#### [TASK REQUIREMENTS]
Reproduce all lines of the items below, requests included, and offset every x and y coordinate in the answers by -148.

#### [RECORDS SUPPLIED]
%%

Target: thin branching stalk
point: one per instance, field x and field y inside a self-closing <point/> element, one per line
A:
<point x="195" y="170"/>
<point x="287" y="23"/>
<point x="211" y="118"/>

%%

#### [SOLUTION TO THE PROBLEM]
Target: thin branching stalk
point: one per instance, field x and field y inside a self-closing <point/> element, one per line
A:
<point x="47" y="22"/>
<point x="139" y="-125"/>
<point x="63" y="-30"/>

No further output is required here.